### Source
▼

While this is generally fine, it causes an issue with LOCKDEP because
CIFS assigns a different lock class to the TCP socket's sk->sk_lock
using sock_lock_init_class_and_name().

Once an incoming packet is processed for the socket or a timer fires,
sk->sk_lock is acquired.

Then, LOCKDEP checks the lock context in check_wait_context(), where
hlock_class() is called to retrieve the lock class.  However, since
the module has already been unloaded, hlock_class() logs a warning
and returns NULL, triggering the null-ptr-deref.

If LOCKDEP is enabled, we must ensure that a module calling
sock_lock_init_class_and_name() (CIFS, NFS, etc) cannot be unloaded
while such a socket is still alive to prevent this issue.

Let's hold the module reference in sock_lock_init_class_and_name()

▲

### Exercise tasks
1. State whether each statement agrees with the text on LOCKDEP and CIFS sockets, answering yes or no and quoting the words that decide it: (a) CIFS gives the TCP socket's sk->sk_lock a different lock class. (b) Once the module has been unloaded, hlock_class() returns NULL without logging anything. (c) The proposed fix holds the module reference in sock_lock_init_class_and_name().
2. Extend the text on LOCKDEP and CIFS sockets, picking up from its final words.
The lines that follow are unrelated to the text on LOCKDEP and CIFS sockets.

### Data records
▼

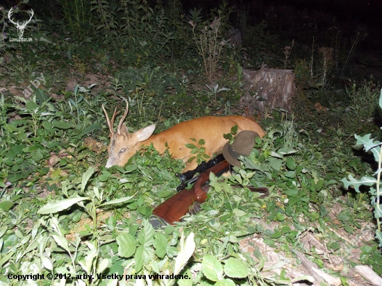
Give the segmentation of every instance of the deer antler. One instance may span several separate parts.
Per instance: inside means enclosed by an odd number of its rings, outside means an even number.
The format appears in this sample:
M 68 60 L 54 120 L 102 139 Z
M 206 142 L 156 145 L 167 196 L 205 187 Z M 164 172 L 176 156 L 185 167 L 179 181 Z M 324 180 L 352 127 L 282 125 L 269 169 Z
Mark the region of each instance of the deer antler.
M 22 37 L 23 35 L 24 35 L 24 29 L 25 28 L 25 27 L 26 26 L 26 24 L 28 23 L 29 23 L 31 22 L 31 20 L 32 19 L 32 17 L 33 17 L 33 15 L 35 14 L 35 12 L 33 12 L 33 10 L 31 9 L 31 17 L 29 17 L 29 19 L 28 20 L 26 20 L 26 21 L 24 21 L 22 22 L 22 24 L 19 24 L 19 21 L 17 21 L 17 22 L 15 22 L 14 21 L 12 20 L 12 19 L 10 18 L 11 16 L 12 16 L 12 13 L 13 12 L 12 11 L 12 9 L 13 9 L 13 8 L 11 8 L 8 12 L 8 17 L 9 19 L 9 20 L 10 21 L 11 23 L 13 23 L 13 24 L 16 25 L 16 28 L 17 30 L 19 30 L 19 37 Z
M 32 17 L 33 17 L 33 15 L 35 15 L 35 12 L 33 12 L 33 10 L 32 9 L 31 9 L 31 17 L 29 17 L 29 19 L 28 19 L 28 20 L 24 21 L 24 22 L 22 22 L 22 24 L 20 25 L 20 24 L 19 24 L 19 21 L 17 21 L 17 22 L 16 23 L 16 22 L 15 22 L 12 21 L 12 19 L 10 19 L 10 17 L 12 16 L 12 13 L 13 12 L 12 11 L 12 9 L 13 9 L 13 8 L 11 8 L 9 10 L 9 11 L 8 11 L 8 17 L 9 20 L 10 21 L 10 22 L 11 22 L 12 24 L 14 24 L 15 25 L 16 25 L 16 26 L 17 26 L 17 28 L 19 28 L 19 29 L 20 28 L 25 28 L 26 26 L 26 24 L 27 24 L 28 23 L 29 23 L 29 22 L 31 22 L 31 20 L 32 19 Z M 20 27 L 20 28 L 19 28 L 19 27 Z
M 122 116 L 122 118 L 121 119 L 121 121 L 119 121 L 119 124 L 118 124 L 118 128 L 117 128 L 117 134 L 119 135 L 121 133 L 121 127 L 122 126 L 122 123 L 124 122 L 124 120 L 126 118 L 126 116 L 127 115 L 127 112 L 128 111 L 128 103 L 127 101 L 126 101 L 126 110 L 125 112 L 124 113 L 124 116 Z
M 102 109 L 103 110 L 103 112 L 105 112 L 105 115 L 106 116 L 106 121 L 108 122 L 108 126 L 109 127 L 109 130 L 110 131 L 110 136 L 113 136 L 114 134 L 114 128 L 113 126 L 114 125 L 114 120 L 115 119 L 115 115 L 117 115 L 117 108 L 114 110 L 114 114 L 113 115 L 113 117 L 111 117 L 111 121 L 109 120 L 109 117 L 108 116 L 108 112 L 106 112 L 106 110 L 105 110 L 105 108 L 103 107 L 103 104 L 102 104 Z
M 9 20 L 10 21 L 10 22 L 12 24 L 14 24 L 15 25 L 18 25 L 19 23 L 15 23 L 13 21 L 12 21 L 12 19 L 10 19 L 10 17 L 12 16 L 12 9 L 13 9 L 13 8 L 11 8 L 10 9 L 9 9 L 9 11 L 8 11 L 8 18 L 9 19 Z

▲

### Exercise answers
1.
(a) Yes: "CIFS assigns a different lock class to the TCP socket's sk->sk_lock"
(b) No: "hlock_class() logs a warning and returns NULL"
(c) Yes: "Let's hold the module reference in sock_lock_init_class_and_name()"

2.
and release it when the socket is freed in sk_prot_free().

Note that sock_lock_init() clears sk->sk_owner for svc_create_socket()
that calls sock_lock_init_class_and_name() for a listening socket,
which clones a socket by sk_clone_lock() without GFP_ZERO.

[0]:
CIFS_SERVER="10.0.0.137"
CIFS_PATH="//${CIFS_SERVER}/Users/Administrator/Desktop/CIFS_TEST"
DEV="enp0s3"
CRED="/root/WindowsCredential.txt"

MNT=$(mktemp -d /tmp/XXXXXX)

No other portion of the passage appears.